— START OF Text segment —

Skip to content

Exploring Canary Upgrades with Istio Ambient Mesh

Ambient Mesh leverages eBPF to reduce resource usage of Istio's data plane components. It eliminates the need for sidecar proxies because eBPF leverages the kernel network layer of worker nodes for mesh traffic management. The goal of this guide is to answer the following:

  1. What are the core components of Ambient Mesh?
  2. Which components are scoped to the kernel network layer
  3. Which components are scoped to the Kubernetes network layer?
  4. How does a canary upgrade of the Istio control plane work with Ambient Mesh?

Deploy Dependencies

  1. Install docker and kubectl
    sudo snap install docker
    sudo snap install kubectl --classic
    
  2. Install kind:
    [ $(uname -m) = x86_64 ] && curl -Lo ./kind https://kind.sigs.k8s.io/dl/v0.20.0/kind-linux-amd64
    chmod +x ./kind
    sudo mv ./kind /usr/local/bin/kind
    
    sudo kind create cluster --config=- <<EOF
    kind: Cluster
    apiVersion: kind.x-k8s.io/v1alpha4
    name: ambient
    networking:
      apiServerAddress: "10.0.0.152"

— END OF Text segment —

_Challenge 1_.
Retype the part of the Istio Ambient Mesh guide between "Ambient Mesh leverages" and "Kubernetes network layer?", inclusive.
_Challenge 2_.
Decide whether each statement agrees with the Istio Ambient Mesh guide, answering yes or no and quoting the words of the guide that settle it: (a) Ambient Mesh does away with the need for sidecar proxies. (b) The kind binary is moved into /usr/bin. (c) The cluster created with kind is named ambient.

— START OF Raw records —

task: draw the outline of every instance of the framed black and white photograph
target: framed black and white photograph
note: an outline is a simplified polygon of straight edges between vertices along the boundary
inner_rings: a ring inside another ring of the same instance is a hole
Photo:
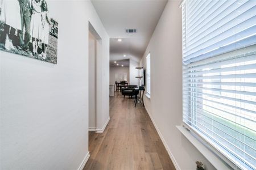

— END OF Raw records —

_Final result 1_.
Ambient Mesh leverages eBPF to reduce resource usage of Istio's data plane components. It eliminates the need for sidecar proxies because eBPF leverages the kernel network layer of worker nodes for mesh traffic management. The goal of this guide is to answer the following:

  1. What are the core components of Ambient Mesh?
  2. Which components are scoped to the kernel network layer
  3. Which components are scoped to the Kubernetes network layer?

_Final result 2_.
(a) Yes: "It eliminates the need for sidecar proxies"
(b) No: "sudo mv ./kind /usr/local/bin/kind"
(c) Yes: "name: ambient"